*** Opening Exercise input ***

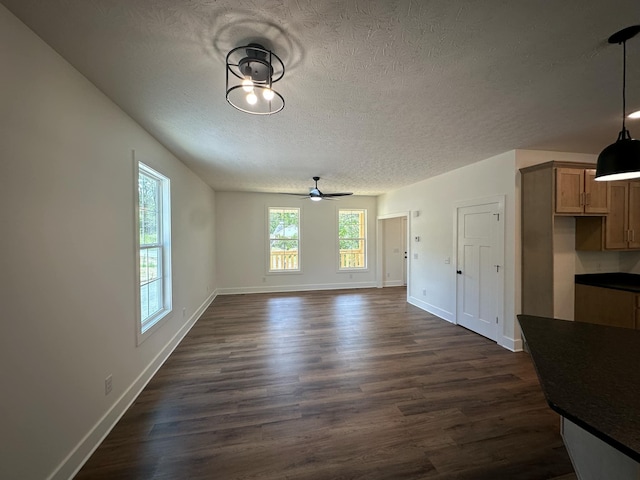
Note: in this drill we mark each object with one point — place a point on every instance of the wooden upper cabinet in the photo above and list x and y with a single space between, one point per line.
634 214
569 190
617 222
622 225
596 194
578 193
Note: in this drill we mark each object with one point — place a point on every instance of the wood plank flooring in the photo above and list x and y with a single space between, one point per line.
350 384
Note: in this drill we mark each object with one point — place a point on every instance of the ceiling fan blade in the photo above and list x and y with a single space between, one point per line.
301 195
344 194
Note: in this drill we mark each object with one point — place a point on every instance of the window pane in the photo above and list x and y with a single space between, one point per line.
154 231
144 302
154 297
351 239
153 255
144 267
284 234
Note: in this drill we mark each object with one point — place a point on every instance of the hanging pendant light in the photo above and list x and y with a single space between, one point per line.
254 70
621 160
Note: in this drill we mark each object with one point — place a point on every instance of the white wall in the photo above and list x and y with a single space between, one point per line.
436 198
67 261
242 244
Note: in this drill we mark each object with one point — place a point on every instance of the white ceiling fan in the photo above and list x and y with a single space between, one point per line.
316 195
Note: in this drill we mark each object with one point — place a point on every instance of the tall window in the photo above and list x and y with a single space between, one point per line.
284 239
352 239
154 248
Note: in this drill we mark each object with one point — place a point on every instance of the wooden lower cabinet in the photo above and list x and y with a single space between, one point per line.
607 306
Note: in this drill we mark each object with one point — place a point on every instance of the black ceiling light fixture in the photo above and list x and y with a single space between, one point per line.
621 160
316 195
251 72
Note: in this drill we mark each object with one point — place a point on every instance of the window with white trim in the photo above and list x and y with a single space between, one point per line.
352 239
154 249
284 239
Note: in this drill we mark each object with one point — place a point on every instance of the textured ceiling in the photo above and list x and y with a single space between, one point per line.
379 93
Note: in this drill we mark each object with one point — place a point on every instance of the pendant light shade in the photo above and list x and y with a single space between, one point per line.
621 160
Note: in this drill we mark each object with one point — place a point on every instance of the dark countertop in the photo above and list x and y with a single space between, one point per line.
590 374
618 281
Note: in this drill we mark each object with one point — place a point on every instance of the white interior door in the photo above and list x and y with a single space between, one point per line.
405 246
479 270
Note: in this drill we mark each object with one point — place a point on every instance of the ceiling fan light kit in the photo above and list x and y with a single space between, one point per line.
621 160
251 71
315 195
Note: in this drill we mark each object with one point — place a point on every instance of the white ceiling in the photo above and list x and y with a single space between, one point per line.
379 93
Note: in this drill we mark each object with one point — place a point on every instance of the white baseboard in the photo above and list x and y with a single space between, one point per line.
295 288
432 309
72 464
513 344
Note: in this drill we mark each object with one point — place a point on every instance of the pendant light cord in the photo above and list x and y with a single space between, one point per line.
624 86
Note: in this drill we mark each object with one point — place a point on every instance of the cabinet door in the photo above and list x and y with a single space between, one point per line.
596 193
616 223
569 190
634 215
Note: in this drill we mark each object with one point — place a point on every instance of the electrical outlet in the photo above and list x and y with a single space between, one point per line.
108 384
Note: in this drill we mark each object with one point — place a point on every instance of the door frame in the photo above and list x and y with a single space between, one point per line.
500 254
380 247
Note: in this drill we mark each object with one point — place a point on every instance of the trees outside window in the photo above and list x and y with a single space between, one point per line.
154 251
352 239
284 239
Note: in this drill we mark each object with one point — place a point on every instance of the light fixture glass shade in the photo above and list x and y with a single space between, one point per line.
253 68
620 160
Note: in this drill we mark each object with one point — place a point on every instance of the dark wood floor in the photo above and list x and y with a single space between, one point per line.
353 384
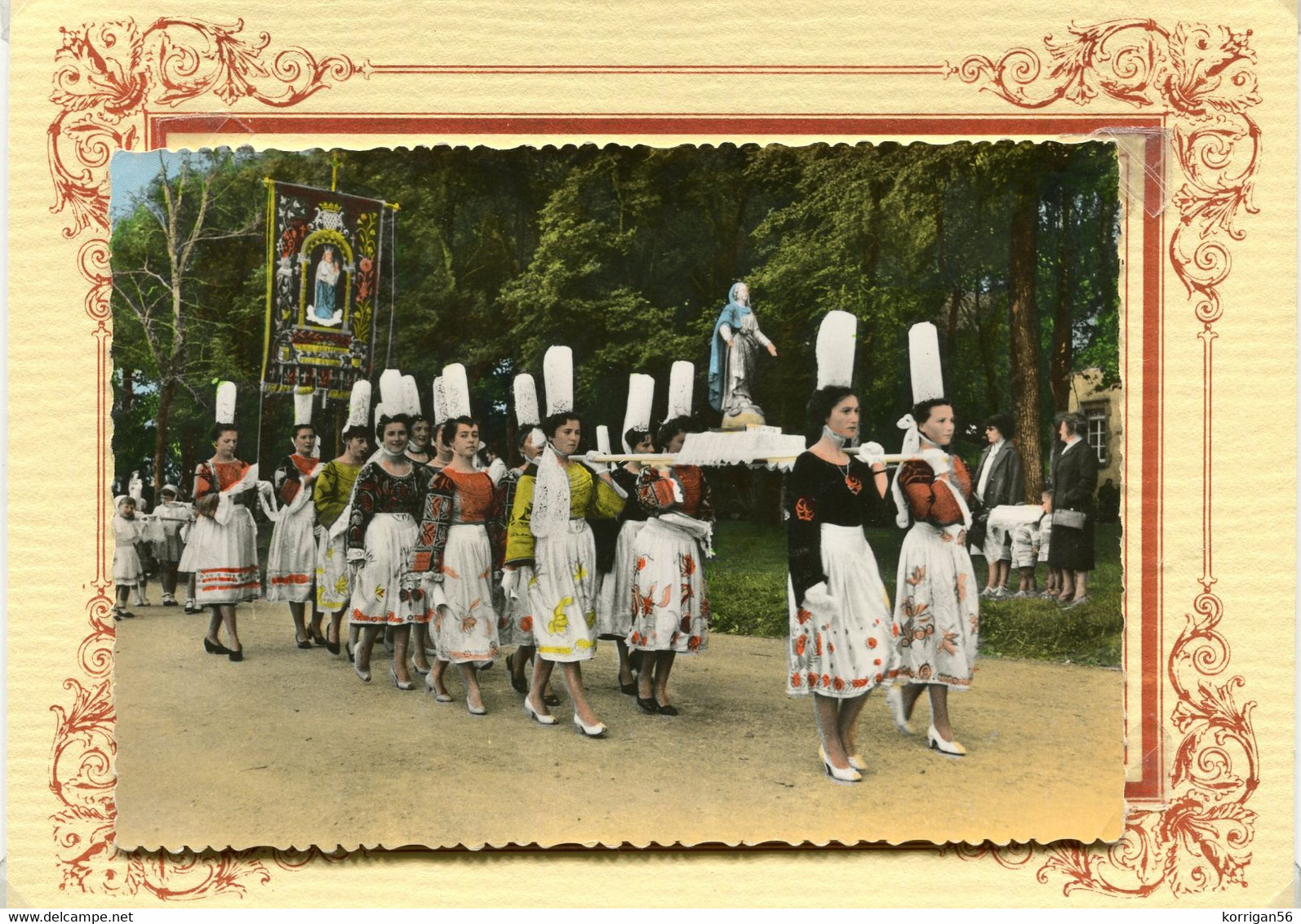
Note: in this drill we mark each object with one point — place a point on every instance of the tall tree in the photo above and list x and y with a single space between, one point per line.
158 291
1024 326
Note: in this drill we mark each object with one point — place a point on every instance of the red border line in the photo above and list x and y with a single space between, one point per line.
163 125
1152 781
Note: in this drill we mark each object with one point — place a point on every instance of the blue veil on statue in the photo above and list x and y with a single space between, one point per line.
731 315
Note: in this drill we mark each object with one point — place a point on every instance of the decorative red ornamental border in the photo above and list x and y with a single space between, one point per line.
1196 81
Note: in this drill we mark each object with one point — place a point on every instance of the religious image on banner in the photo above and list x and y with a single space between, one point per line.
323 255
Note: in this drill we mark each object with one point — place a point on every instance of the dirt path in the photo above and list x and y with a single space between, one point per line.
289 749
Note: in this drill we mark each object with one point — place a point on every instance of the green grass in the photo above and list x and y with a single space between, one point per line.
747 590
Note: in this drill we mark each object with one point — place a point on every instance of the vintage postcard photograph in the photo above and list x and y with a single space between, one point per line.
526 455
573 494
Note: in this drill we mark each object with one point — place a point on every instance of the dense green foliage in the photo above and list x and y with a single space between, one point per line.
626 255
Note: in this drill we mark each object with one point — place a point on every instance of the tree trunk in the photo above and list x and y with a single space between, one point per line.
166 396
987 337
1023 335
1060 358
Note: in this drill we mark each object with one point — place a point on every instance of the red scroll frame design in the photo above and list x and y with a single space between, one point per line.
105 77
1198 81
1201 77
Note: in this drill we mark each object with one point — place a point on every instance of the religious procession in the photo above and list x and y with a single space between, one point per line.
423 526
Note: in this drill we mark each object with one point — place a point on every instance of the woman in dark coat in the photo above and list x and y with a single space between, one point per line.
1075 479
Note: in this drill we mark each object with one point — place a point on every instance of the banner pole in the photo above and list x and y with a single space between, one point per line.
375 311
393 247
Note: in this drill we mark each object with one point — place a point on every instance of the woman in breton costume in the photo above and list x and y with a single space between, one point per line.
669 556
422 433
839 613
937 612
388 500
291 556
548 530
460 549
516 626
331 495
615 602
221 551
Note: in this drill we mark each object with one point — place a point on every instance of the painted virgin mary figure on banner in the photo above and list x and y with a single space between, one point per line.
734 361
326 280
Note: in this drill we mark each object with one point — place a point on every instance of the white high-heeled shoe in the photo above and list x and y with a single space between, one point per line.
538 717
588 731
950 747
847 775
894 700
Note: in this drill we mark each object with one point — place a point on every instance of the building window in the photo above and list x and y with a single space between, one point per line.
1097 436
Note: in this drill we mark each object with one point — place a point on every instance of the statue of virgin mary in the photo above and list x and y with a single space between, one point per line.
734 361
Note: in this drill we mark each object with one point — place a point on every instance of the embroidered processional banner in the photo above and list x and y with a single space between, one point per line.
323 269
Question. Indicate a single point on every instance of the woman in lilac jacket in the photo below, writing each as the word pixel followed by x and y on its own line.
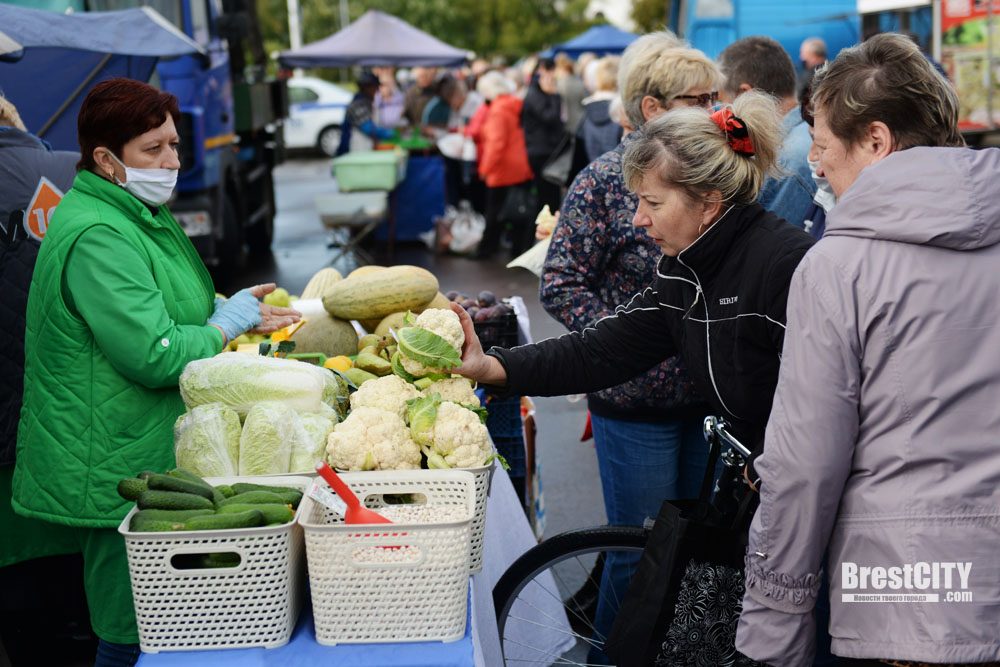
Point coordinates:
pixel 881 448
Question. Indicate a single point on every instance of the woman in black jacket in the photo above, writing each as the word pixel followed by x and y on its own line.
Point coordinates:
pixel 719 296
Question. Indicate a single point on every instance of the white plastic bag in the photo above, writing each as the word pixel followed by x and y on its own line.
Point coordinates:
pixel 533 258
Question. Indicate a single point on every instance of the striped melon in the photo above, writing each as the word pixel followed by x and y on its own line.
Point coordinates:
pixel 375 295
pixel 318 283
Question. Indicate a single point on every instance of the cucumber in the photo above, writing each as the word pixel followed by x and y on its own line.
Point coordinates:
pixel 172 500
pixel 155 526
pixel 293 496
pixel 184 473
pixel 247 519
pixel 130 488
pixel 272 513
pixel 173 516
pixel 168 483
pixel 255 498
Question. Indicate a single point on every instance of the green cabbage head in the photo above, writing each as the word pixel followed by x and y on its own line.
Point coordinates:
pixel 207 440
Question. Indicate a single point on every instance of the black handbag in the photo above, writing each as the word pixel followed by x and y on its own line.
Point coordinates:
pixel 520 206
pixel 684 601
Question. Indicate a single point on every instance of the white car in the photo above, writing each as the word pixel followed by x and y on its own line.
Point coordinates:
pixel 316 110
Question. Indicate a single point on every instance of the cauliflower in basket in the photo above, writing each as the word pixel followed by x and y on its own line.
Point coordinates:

*** Closing Exercise input ***

▶ Assignment
Please output the records above exactly, without the pictures.

▶ Reply
Note: in this drill we mark each object with one point — place a point on every instance of the wooden upper cabinet in the photo above and list x and y with a single space between, one point per line.
634 214
569 190
617 222
622 225
596 194
578 193
Note: in this drill we mark each object with one point — place a point on every instance of the wood plank flooring in the photo above and list x and y with a single space between, one point per line.
350 384
Note: in this drill we mark each object with one point — place a point on every instance of the ceiling fan blade in the photo above and list x and y with a single space between, one point per line.
301 195
344 194
Note: in this drill we mark each object with one point — place a point on every instance of the window pane in the photo above and list x and y with a single space between, one point per line.
154 231
144 302
154 297
351 239
153 255
144 267
284 234
Note: in this drill we mark each object with one point — place a point on every instance of the hanging pendant light in the photo above and list x and y with a single space between, one point per line.
254 70
621 160
Note: in this drill we mark each object with one point — place a point on every instance of the white wall in the photo above and list x and y with a single space between, one point per line.
436 198
67 261
242 244
Note: in this drill we mark each object with one point — place a point on every instance of the white ceiling fan in the photo above and list x and y with a single space between, one point per line.
316 195
Note: in this drill we mark each object with one point — place a point on every instance of the tall window in the photo above and list x and y with a single space between, one point per line.
284 239
352 239
154 248
Note: in this drill we mark each object with one point — place a point on every instance of the wooden lower cabinet in the photo above and list x and y with a single space between, one point per line.
607 306
Note: in this drill we mark each object with one point — place a point on every instance of the black ceiling light fixture in the photo above and list x and y with a single space between, one point per line.
621 160
316 195
251 72
Note: in this drill we mark each object with one point — place a point on every instance of the window with white trim in the photo above and list x and y with a single space between, one point per line.
352 239
154 249
284 239
Note: in this drill we mark each object with one point — place a point on every instance of the textured ceiling in the photo above and list x and y with a single space between, one point per line.
379 93
Note: in this drill we mark each object with one point — place a point on every instance of the pendant light shade in the photo above and list x and y with a single space between, one point per line.
621 160
Note: in this drill we mark each object with one point — place a point on every instance of the dark countertop in the photo above and list x and y with a single space between, one point per line.
590 374
618 281
Note: in this drill we mark each object with one point — place a point on every instance of the white interior door in the photo above and list x and y with a single space between, one point per line.
405 246
479 270
Note: in this drill we mark each object with one point — place a point on every instance of the ceiling fan light kit in the photo above and list x and y with a single space between, one point per line.
621 160
251 71
315 195
Note: in this drill we mark each object with one point — place a point on every instance of the white ceiling in the photo above and list x and y with a single space between, one point per line.
379 93
Note: in this drill we mark each object with one point — place a point on every instance of the white baseboard in the photo above and list x and y with a single space between, one point per line.
295 288
432 309
72 464
513 344
Note: in this drill we mark each object with one point — place a point on every instance of the pendant light cord in the photo above and list x and y with a single space between, one point per line.
624 86
Note: in this drill we mark each object with one point — place a point on every instance of the cabinet door in the photo above and list x and y with a single space between, one point per line.
596 193
616 223
569 190
634 215
Note: in this drill we mark each object with one point — place a point on every instance of the electrical outlet in the photo above and list x and y with a single space between, one point per line.
108 384
Note: in this drill we mark each object with one point — place a point on every instance of the door frame in the photo above and list x and y with a single space between, one point per line.
500 254
380 247
Note: in this drill we mark each object with one point — place a point on every instance of the trees outside window in the photo above and list x and y with a single space between, one point per line.
154 251
352 239
284 239
Note: in this drill we mark each object with one point — place a point on every instance of the light fixture glass shade in the photo above and list x and y with a single space between, one point per line.
253 68
620 160
Note: in this drill we mark each object with one point — place a point on every instance of the dark wood floor in the photo above and list x and y with a single space between, one point per line.
353 384
Note: in this drill we mark each object with one point — place a point on every instance of the tall tree in the photo above and list x and y with a single space between, one point per line.
158 291
1024 326
Note: in this drill we mark each object with one point — place a point on every instance of the red border line in the photo above and list x and y with a single space between, one point per line.
163 125
1152 781
Note: in this drill we mark each object with one point — place a point on every instance of the blue veil on statue in the photo above and list x and y with a single space between, one point per line.
731 315
Note: in this drill we mark each object with one point — place a point on every instance of the decorative red ornamental border in the photo above and list x and y with a single space between, one point per line.
1196 81
Note: in this drill we mark each object with one point — place a point on every instance of the religious image on banner in the photo above and list x and y with a single space between, one point per line.
323 255
Note: in this drill we mark each object with one point — place a point on every instance of the dirt path in the photo above and list x and y with a single space between, one point per line.
289 749
Note: in this drill we mark each object with one point — place a point on every instance of the green grass in the photo above and list x and y with a single space between, one point per line.
747 590
Note: in this drill we mark each object with one point — place a point on every instance of the vintage postcard photograph in the photo above and list x and y with a single space between, one point per line.
526 455
573 494
Note: in this drill we mark each object with one point — place a point on every instance of the dense green foliage in the photo above and list x and y with a single space between, one point per line.
626 255
Note: in this drill we mark each object with one point — place a point on every instance of the tree trunk in the photo above and list x and y with a single space between, one point per line.
166 396
987 337
1023 335
1060 358
Note: in this drill we mark each object with one point — place a point on every instance of the red scroll frame design in the photo above and list x and y with a single space between, one point per line.
105 77
1198 81
1201 77
Note: in this drill we mark each object with one point — place a point on every instance of the religious procession in the photo above and list x and y with a single space between, one point per line.
423 526
Note: in this drill we mark each object with one point — place a point on every instance of the woman in dark coat in the photo above and list x and y with a single space between, one point per line.
1075 479
Note: in this drill we mark each object with one point — place a point on every instance of the banner pole in the photo above and list x and y with a single space between, one point per line.
375 311
393 247
Note: in this drill we mark each object with one point — place a point on every instance of the woman in breton costume in the photo above and list x and y with a single space between, one point per line.
669 556
422 433
839 613
937 612
388 500
291 556
548 530
460 549
516 626
331 495
615 602
221 551
Note: in this drill we mark each object with one point — place a point on every instance of the painted virgin mary figure on banner in the photo above and list x and y with a single space between, one point per line.
734 361
326 280
Note: in this drill we mark each object with one point — place a point on every instance of the white high-heeled shoe in the photo above and list x and y with a single space between, one point per line.
538 717
588 731
950 747
847 775
894 700
Note: in this drill we mark each object with one point — place a point on every instance of the building window in the photo above and list x and y with a single space between, one point per line.
1097 436
Note: in this drill we mark each object with one point — place a point on every instance of the statue of virgin mary in the photo above and list x and y with a single space between, one point per line.
734 361
Note: in this drill we mark each object with one point — place a point on every instance of the embroidered processional banner in the photo above and list x and y with a single space between, one point per line.
323 269
Question. Indicate a single point on every instance of the woman in lilac jacket in the photo below, writing each as the word pixel followed by x and y on its own line.
Point coordinates:
pixel 881 448
Question. Indicate a single point on every instance of the woman in black jacket in the photo above, writing each as the word pixel followed by x and y on its own line.
Point coordinates:
pixel 719 296
Question. Indicate a single point on every instance of the white plastic bag in the photo above, writing each as the word pixel followed by x and y on its own line.
Point coordinates:
pixel 533 258
Question. Indicate a single point on every instance of the striped melon in the photo above, writing each as the word pixel followed by x and y on its own line.
Point coordinates:
pixel 375 295
pixel 318 283
Question. Indicate a single point on every instance of the cucumber in the photo above, writing each as the word pixel followed by x and y on its own line.
Point coordinates:
pixel 172 500
pixel 155 526
pixel 293 496
pixel 184 473
pixel 247 519
pixel 130 488
pixel 272 513
pixel 173 516
pixel 168 483
pixel 255 498
Question. Indicate a single point on every instance of the green cabbage head in the photo above, writing each as the word pixel followed by x and y on its own line.
Point coordinates:
pixel 207 440
Question. Indicate a single point on every instance of the black handbag in the photo above, writing each as the word pixel followed by x and y on its own line.
Point coordinates:
pixel 520 206
pixel 684 601
Question. Indicate a single point on every instance of the white car in the photo above, writing each as the word pixel followed by x and y on its own line.
Point coordinates:
pixel 316 110
Question. Indicate a single point on every instance of the cauliflower in basket in the photo above, writing each as the word pixel followed by x and y on its own line.
Point coordinates:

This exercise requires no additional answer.